Se somarmos o tempo cronológico da sua vida ao tempo em que viajou, conclui-se, assim a lógica fosse tudo, ter sido a sua errância terrena (…) : meses em Pequim, quatro anos em Macau, escassíssimo tempo no Estado Português da Índia, dois anos em Angola e um tempo indeterminado, breve, porém, em Inglaterra e França.
Rompera já com Braga, rumando às «ilhas encantadas». Viveu em Glouscester, tempo que não consegui determinar (…). Mudou-se para França.
Regressada a Portugal parte como professora para Luanda, onde ensina no Colégio de São José de Cluny. Chega, então, a guerra.
Sentindo ser-lhe impossível continuar, opta por Goa.
Rumo a Oriente. Professora no então Estado Português da Índia, fixou-se na missão católica em Caranzalém, «cidadezinha rústica com uma grande praia e um mar muito azul» ensinando meninas indianas cujos pais haviam emigrado para Goa e a quem a língua portuguesa lhes tinha de ser ensinada a partir do inglês, que era a que dominavam. Poucos meses ali permaneceria. A guerra viria, uma vez mais, ao seu encontro. Em Dezembro estava de partida.

◆ Dados extraídos
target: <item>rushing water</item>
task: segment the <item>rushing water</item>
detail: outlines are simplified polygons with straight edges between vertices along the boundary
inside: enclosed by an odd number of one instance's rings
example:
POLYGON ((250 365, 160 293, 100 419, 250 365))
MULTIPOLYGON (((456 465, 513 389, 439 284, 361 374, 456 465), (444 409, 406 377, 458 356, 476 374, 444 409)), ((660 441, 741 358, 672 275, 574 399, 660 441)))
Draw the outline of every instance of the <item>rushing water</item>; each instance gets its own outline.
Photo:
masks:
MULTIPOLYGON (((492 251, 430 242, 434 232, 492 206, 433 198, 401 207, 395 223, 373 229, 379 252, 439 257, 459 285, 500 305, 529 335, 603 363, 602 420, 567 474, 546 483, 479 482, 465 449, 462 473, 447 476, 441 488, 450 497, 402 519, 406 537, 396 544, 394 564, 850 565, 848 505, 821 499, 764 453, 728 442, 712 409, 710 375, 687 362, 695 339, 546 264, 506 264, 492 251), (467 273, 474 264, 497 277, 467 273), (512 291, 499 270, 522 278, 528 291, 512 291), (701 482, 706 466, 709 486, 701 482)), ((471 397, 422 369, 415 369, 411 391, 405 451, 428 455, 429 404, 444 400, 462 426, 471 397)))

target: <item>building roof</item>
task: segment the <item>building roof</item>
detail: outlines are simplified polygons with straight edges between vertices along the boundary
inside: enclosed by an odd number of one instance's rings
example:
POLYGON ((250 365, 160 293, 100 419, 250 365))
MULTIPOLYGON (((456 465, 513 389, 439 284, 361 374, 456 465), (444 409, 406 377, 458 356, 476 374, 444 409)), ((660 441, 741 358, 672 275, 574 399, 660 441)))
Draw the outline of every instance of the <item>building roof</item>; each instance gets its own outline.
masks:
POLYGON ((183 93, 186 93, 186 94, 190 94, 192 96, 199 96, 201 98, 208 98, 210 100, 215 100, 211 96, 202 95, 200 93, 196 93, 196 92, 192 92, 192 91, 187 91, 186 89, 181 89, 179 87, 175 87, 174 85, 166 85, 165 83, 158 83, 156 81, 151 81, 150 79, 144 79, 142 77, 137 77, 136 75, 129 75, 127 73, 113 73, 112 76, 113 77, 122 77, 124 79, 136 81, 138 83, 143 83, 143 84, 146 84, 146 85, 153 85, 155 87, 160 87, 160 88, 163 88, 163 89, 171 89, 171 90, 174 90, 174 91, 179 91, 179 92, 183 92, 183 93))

◆ Tarefas propostas
(a) Responda às perguntas seguintes com base na fonte:
(i) Quanto tempo passou em Macau?
(ii) Em que colégio ensinou em Luanda?
(iii) Em que localidade de Goa se fixou na missão católica?
(b) Transcreva da fonte, sem qualquer alteração, tudo desde "Sentindo ser-lhe impossível" até "estava de partida.".

◆ Respostas por tarefa
(a)
(i) Quatro anos.
(ii) No Colégio de São José de Cluny.
(iii) Em Caranzalém.

(b)
Sentindo ser-lhe impossível continuar, opta por Goa.
Rumo a Oriente. Professora no então Estado Português da Índia, fixou-se na missão católica em Caranzalém, «cidadezinha rústica com uma grande praia e um mar muito azul» ensinando meninas indianas cujos pais haviam emigrado para Goa e a quem a língua portuguesa lhes tinha de ser ensinada a partir do inglês, que era a que dominavam. Poucos meses ali permaneceria. A guerra viria, uma vez mais, ao seu encontro. Em Dezembro estava de partida.